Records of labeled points
---*---

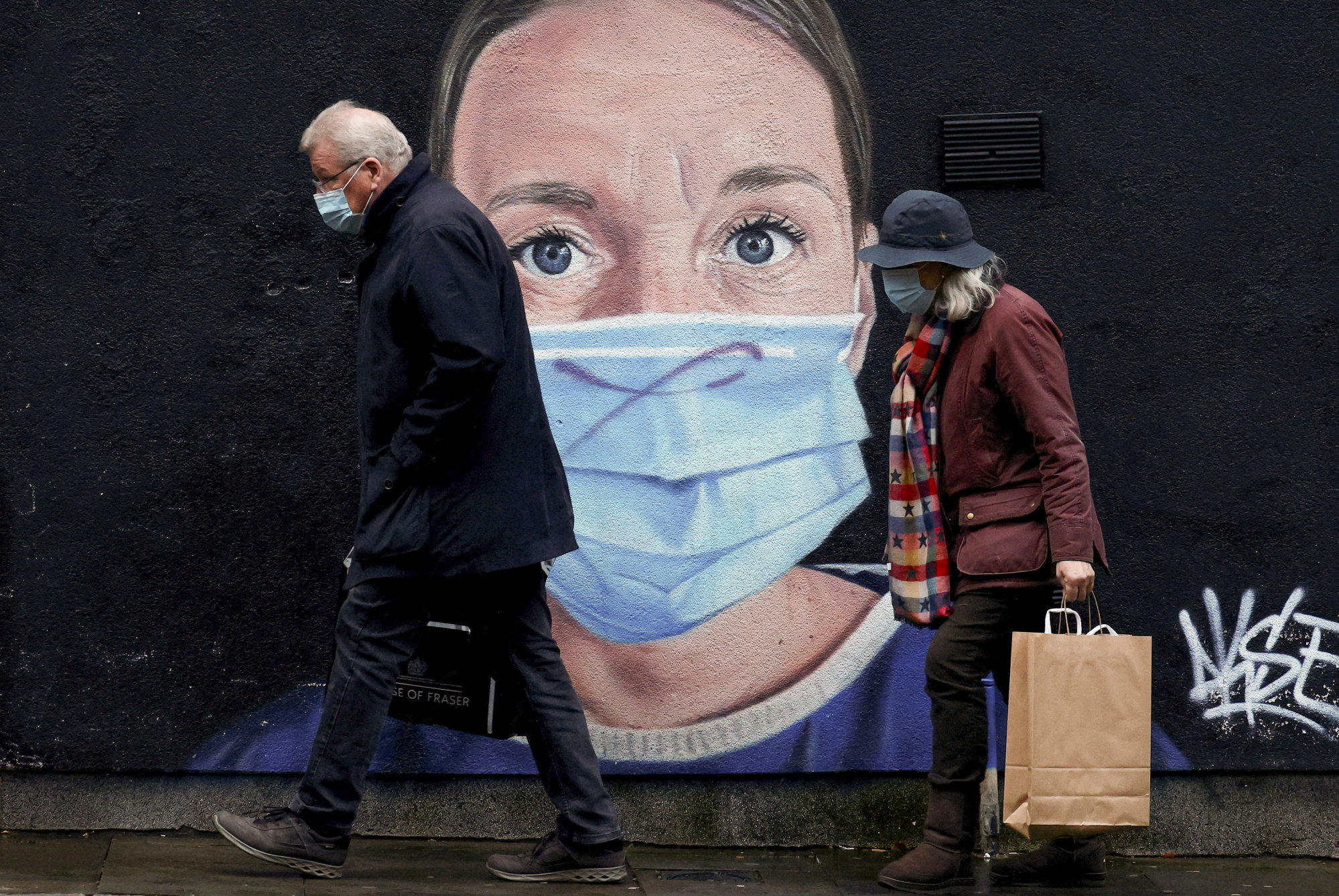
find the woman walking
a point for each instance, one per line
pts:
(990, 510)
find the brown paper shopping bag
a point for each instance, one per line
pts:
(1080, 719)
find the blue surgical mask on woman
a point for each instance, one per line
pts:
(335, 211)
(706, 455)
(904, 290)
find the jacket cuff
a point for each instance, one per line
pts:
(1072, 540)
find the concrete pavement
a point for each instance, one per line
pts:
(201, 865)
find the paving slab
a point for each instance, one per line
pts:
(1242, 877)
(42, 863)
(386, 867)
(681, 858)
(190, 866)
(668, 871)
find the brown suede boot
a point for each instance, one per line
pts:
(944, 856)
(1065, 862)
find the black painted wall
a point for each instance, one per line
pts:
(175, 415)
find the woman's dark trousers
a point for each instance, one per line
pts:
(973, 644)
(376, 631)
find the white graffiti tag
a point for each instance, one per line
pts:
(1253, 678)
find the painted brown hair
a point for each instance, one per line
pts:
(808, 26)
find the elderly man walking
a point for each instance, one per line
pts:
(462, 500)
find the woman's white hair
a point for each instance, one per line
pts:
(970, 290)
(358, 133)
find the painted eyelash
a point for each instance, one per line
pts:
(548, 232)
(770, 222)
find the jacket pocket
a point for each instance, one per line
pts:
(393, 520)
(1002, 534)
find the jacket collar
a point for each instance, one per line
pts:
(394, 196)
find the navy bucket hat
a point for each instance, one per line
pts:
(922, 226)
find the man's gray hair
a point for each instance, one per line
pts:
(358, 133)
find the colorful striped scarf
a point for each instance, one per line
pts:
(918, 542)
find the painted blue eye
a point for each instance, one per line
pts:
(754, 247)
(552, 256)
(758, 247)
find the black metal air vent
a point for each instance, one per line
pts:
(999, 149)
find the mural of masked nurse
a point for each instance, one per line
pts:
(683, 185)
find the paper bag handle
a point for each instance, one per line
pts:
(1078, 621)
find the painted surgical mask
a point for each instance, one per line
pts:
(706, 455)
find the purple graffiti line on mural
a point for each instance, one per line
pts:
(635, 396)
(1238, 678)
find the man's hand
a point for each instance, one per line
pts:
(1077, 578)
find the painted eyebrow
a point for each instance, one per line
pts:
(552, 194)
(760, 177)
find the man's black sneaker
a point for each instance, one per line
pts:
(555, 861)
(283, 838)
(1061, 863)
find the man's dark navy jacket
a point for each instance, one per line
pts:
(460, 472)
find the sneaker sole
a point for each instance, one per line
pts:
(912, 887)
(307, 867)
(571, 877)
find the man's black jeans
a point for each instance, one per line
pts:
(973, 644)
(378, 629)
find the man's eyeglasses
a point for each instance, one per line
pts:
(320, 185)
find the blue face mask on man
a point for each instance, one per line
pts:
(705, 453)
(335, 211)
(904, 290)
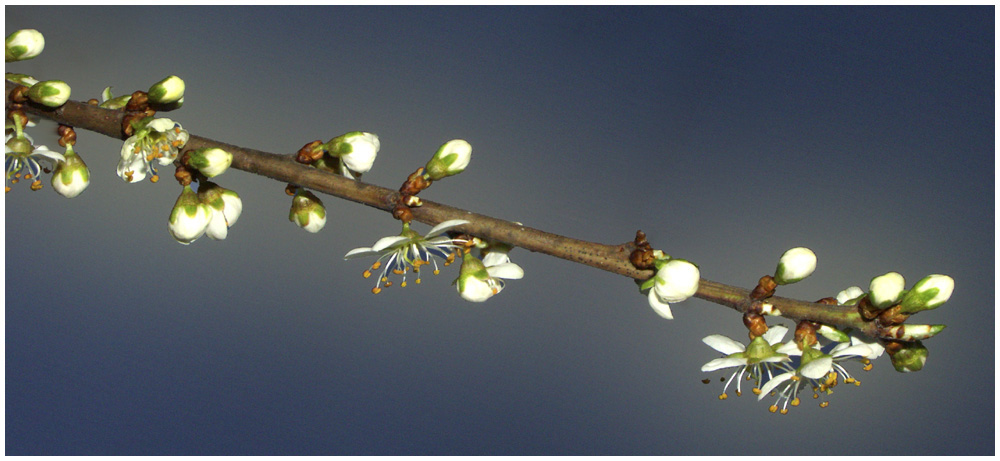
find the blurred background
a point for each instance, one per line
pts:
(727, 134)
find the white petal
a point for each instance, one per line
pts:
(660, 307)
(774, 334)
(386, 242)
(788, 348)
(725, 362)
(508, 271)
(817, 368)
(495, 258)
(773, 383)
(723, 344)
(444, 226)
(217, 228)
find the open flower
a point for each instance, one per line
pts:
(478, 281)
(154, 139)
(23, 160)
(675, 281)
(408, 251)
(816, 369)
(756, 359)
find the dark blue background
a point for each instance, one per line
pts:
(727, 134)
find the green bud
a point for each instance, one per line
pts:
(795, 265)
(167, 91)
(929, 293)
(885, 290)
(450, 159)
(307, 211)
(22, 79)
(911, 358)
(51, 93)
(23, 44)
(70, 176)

---*---

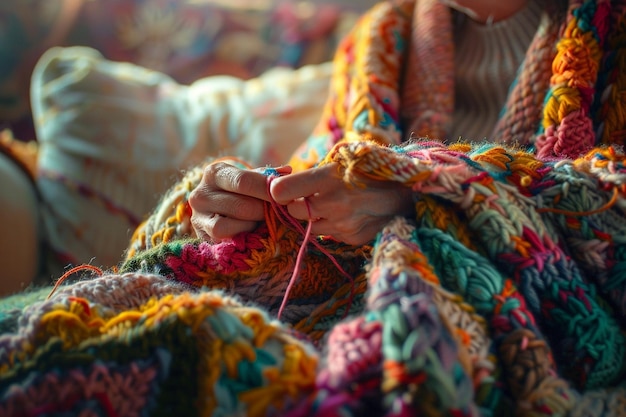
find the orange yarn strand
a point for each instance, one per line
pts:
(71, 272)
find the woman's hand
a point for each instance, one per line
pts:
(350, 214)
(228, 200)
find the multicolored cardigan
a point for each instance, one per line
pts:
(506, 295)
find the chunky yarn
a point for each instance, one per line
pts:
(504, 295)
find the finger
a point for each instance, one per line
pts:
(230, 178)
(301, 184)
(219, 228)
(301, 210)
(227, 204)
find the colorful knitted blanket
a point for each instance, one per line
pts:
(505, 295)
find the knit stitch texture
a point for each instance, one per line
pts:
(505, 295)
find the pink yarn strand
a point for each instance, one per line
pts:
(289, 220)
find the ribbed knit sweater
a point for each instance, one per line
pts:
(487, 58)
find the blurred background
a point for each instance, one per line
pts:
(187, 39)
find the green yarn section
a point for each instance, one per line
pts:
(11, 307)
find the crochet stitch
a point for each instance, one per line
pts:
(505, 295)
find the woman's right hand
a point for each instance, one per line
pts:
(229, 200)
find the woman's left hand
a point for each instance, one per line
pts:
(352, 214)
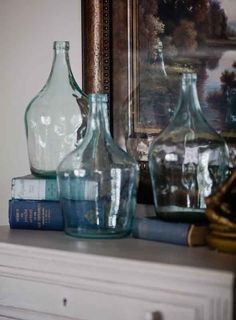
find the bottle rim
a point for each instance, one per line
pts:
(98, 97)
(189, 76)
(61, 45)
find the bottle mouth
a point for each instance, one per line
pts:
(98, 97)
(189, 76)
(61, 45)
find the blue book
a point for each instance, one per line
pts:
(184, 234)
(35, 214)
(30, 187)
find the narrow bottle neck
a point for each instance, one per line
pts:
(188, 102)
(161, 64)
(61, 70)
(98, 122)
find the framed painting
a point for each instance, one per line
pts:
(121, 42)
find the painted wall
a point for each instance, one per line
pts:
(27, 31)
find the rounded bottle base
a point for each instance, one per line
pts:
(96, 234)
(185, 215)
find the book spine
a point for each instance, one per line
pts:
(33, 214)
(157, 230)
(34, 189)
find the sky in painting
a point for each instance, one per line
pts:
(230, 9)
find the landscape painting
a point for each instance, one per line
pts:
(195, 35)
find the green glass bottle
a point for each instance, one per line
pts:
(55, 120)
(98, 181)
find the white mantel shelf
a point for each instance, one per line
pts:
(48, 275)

---*---

#### What you need to do:
Pull out every line of the rows that contains the word "colorful", and write each one on its own line.

#### Exercise output:
find the colorful striped scarf
find the colorful knitted blanket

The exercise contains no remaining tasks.